발췌 항목
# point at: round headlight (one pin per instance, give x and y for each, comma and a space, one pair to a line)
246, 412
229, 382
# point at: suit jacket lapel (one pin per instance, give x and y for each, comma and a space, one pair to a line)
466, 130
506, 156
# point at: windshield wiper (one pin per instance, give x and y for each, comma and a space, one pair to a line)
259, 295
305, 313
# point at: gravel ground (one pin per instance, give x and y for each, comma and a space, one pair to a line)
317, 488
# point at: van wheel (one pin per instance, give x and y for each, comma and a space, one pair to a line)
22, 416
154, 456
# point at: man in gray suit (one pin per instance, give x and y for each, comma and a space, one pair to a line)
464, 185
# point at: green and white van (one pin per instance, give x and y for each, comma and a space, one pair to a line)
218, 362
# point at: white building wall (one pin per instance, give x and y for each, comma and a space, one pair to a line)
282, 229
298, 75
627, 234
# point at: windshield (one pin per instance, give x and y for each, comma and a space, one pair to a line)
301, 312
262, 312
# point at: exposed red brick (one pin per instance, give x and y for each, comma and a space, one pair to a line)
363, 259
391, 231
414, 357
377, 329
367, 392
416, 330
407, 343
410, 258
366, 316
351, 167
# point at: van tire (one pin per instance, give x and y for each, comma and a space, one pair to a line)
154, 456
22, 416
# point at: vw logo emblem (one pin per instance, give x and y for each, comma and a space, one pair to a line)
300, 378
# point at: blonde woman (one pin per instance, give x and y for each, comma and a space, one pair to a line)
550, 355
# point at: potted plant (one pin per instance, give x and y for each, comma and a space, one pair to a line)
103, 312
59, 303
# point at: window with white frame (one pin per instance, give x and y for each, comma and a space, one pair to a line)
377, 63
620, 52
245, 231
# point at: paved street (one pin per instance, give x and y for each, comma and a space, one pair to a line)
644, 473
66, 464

해야 할 작업
위 항목을 모두 다시 적되, "point at"를 전부 "locate"로 바꾸고 나머지는 손대지 마세요.

작업 결과
# locate: round headlight (one pin per instance, give x and y for each, comma and a space, one pair to a line)
246, 412
229, 382
# locate: suit jacket lapel (one pin per instance, give x and y for each, comma and a space, one pair to a line)
466, 130
506, 156
# locate: windshield wiper (one pin per instance, give x and y for each, comma and a space, one pair to a line)
259, 295
305, 313
# locate: gravel ground (one pin per instance, give x and y for each, comma and a space, one pair to a line)
317, 488
# locate: van wheel (one pin per instance, give x and y for each, comma and a space, one pair to a line)
22, 416
154, 456
# locate: man in gray suit (one pin per instance, give x and y for each, comma and a space, one pair to a line)
464, 185
# locate: green and white van (one pin per instance, give x and y for each, comma and a space, one pair to a line)
218, 362
# locate: white building wall (one pin per instance, give x and y for each, comma and a space, one pair to a line)
282, 229
298, 75
627, 234
# locate: windshield (one pin per instance, give x and y for each, comma and a space, one pair to a line)
301, 312
262, 312
# locate: exposed red brick (one pin per instance, give x and y for each, comma and a space, one pair to a line)
363, 259
391, 231
414, 357
377, 329
367, 392
416, 330
407, 343
410, 258
366, 316
351, 167
# locate: van tire (one pin per instance, give x and y for each, comma and a space, one pair to a line)
154, 456
22, 416
# locate: vw logo emblem (one pin per instance, give x and y for each, comma and a space, one pair to a line)
300, 378
# locate: blonde woman (one pin per instance, give x and y for each, comma and a space, one pair to a line)
550, 355
# locate: potted plant (one pin per instance, give x and y for each, comma and a space, one pair to a line)
103, 312
59, 303
# locate: window with white frame (one pin per instance, give x and y for each, comma and a space, one pair to a line)
377, 63
620, 52
245, 231
# locate: paved street (one pin per instance, give x and y for each, comma and a space, one pair to a line)
644, 473
66, 464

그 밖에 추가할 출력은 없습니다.